[Opening RECORDS TO USE section]

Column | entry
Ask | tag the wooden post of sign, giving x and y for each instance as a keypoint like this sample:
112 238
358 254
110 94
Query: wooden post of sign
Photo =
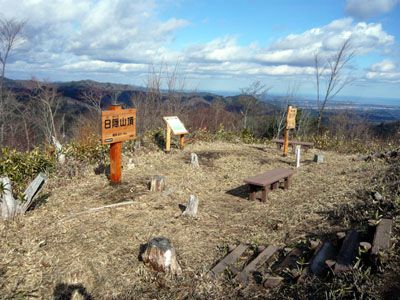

[Closing RECORDS TO USE section]

* **REQUIRED ACTION**:
Each record should be printed exactly as it appears, leaving the pictures out.

* **TASK ANSWER**:
Column | entry
Ask | tag the wooden post of sign, giving x and y for each instance as a keypoint like this sample:
112 238
358 254
110 94
Query: wooden post of sign
Photo =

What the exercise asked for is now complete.